_Document segment:_
SCRUTINY COMMITTEE REVIEW:   “Security of Energy Supply”
Response to the Scrutiny Committee Review by the Chamber of Commerce
1.      INTRODUCTION:
The Guernsey Chamber of Commerce has requested of its members assistance to respond to the Scrutiny Committee’s request to evaluate the policies of the States of Guernsey for securing electricity supply for Guernsey.
The British Chamber of Commerce published a survey in November 2012, covering many of the same issues that the Scrutiny Committee is reviewing, namely, Certainty of Supply, Affordability of Supply and Security of Supply. Clearly, while the survey is specific to the UK, many of the responses of UK business will be resonant with locally based business in Guernsey.
Members felt insufficiently qualified from a purely technical perspective to respond specifically against the Scrutiny Committee’s Terms of Reference, but have a number of strategic issues which they wish to raise:
The Guernsey Chamber of Commerce would like to submit a response from a high level, dealing specifically with electricity supply:
·         The necessity for security of supply.
·         Alternative means for securing appropriate security of supply.
·         Costs of securing that security of supply.
·         Alternative policies to assist in energy conservation which may offset, to some degree, the risks associated with reliance on our existing and future sources of supply.
 
 
2.      PHILOSOPHY:
It is the Guernsey Chamber of Commerce (GCoC) view that no business can succeed unless it has access to a reliable energy supply at a reasonable price. It is a vital ingredient for every business.
Clearly there is a trade off between reliability of energy supply and the price a business will pay for that reliability. There is also huge potential to use electricity more efficiently and well as encourage independent on island generation.

_Problem set:_
a) Print the part of the Chamber of Commerce response from "Response to the" up to and including "supply for Guernsey.".
b) According to the Chamber of Commerce response, why did members raise strategic issues instead of responding specifically against the Scrutiny Committee's Terms of Reference? Answer in one to three sentences.
The material that comes next has no connection to the Chamber of Commerce response.

_Dataset:_
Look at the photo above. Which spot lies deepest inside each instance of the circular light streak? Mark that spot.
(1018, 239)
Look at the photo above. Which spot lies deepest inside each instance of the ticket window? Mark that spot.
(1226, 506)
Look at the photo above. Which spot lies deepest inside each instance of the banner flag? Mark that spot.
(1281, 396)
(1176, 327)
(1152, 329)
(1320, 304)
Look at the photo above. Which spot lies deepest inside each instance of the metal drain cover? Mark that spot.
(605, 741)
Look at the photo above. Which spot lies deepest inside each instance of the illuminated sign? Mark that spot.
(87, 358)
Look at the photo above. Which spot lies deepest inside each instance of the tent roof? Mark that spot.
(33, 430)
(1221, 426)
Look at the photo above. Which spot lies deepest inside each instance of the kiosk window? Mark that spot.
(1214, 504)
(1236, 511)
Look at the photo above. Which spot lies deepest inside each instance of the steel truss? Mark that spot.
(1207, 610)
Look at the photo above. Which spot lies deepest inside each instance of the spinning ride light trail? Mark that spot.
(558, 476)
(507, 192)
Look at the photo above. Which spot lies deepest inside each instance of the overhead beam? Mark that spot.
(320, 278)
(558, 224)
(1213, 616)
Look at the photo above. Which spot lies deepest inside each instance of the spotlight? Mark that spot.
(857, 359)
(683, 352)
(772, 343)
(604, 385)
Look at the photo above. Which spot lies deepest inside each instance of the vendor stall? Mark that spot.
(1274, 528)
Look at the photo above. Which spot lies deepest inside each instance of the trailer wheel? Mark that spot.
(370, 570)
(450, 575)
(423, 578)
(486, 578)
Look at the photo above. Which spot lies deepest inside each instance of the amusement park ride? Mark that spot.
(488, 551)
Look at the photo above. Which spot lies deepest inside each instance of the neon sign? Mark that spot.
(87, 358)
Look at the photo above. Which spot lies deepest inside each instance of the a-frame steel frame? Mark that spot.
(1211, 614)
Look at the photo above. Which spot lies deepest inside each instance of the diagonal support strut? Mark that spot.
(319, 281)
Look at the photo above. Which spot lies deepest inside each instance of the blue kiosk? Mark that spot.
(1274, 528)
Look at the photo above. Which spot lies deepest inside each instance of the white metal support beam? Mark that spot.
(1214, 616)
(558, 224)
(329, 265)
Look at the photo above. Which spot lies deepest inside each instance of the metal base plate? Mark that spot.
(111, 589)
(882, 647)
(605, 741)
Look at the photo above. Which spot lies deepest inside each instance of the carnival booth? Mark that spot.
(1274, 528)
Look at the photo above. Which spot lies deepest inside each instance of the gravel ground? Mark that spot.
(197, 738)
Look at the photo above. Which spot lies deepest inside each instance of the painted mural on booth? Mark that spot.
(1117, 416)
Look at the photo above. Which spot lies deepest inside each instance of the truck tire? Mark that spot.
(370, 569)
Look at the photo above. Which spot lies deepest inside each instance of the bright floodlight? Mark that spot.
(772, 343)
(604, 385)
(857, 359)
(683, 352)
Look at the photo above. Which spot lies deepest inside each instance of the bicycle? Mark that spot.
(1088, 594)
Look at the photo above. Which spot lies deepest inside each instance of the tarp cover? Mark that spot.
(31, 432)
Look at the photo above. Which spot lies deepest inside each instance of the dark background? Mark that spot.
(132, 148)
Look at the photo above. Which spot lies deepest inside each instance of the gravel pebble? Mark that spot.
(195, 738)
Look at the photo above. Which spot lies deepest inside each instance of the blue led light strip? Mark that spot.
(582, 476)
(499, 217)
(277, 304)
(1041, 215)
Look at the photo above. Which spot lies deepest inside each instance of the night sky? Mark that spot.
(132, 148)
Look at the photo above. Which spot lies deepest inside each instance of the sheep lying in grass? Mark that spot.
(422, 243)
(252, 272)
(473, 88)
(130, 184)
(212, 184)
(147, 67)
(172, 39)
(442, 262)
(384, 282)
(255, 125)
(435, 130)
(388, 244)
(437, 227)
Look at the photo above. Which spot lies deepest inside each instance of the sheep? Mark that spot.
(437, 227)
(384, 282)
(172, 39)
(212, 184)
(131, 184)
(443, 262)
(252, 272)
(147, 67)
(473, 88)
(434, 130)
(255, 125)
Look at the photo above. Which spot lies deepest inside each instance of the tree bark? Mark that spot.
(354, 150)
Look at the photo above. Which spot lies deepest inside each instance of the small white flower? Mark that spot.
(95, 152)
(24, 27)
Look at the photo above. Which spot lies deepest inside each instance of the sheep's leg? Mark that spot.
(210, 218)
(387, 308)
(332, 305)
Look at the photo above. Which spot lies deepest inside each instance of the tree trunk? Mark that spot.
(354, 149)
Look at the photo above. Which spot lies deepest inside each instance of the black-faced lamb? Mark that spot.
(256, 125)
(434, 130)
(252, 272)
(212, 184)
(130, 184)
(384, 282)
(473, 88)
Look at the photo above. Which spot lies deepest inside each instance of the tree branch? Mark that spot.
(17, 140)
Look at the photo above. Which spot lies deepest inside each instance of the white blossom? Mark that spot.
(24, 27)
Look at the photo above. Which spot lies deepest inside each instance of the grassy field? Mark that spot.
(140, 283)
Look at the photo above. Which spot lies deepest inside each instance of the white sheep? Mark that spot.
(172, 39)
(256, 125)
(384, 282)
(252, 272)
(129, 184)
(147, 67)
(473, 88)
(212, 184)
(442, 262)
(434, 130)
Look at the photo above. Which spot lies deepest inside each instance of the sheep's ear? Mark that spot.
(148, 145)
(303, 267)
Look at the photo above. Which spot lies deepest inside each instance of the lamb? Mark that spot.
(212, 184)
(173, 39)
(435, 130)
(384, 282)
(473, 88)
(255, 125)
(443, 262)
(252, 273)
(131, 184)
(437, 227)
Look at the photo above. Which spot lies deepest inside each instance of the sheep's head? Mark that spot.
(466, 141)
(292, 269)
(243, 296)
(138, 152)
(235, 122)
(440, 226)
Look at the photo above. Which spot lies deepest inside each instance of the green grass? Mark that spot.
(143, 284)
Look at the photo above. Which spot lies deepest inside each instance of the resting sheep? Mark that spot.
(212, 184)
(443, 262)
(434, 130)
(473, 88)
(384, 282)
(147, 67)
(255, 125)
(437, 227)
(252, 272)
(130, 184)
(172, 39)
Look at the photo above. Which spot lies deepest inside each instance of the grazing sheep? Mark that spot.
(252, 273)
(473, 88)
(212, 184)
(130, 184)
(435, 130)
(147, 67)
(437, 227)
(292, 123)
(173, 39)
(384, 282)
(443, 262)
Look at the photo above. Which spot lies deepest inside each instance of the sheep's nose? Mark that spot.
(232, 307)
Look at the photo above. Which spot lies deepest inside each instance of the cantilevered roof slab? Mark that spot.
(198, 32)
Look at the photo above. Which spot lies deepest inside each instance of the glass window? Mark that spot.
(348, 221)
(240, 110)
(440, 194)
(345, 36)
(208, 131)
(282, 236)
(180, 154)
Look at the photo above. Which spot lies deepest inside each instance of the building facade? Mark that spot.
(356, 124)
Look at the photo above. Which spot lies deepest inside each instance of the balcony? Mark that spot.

_Task results:_
a)
Response to the Scrutiny Committee Review by the Chamber of Commerce
1.      INTRODUCTION:
The Guernsey Chamber of Commerce has requested of its members assistance to respond to the Scrutiny Committee’s request to evaluate the policies of the States of Guernsey for securing electricity supply for Guernsey.

b) Members felt insufficiently qualified from a purely technical perspective to respond specifically against the Terms of Reference. They therefore chose to raise a number of strategic issues and to respond from a high level, dealing specifically with electricity supply.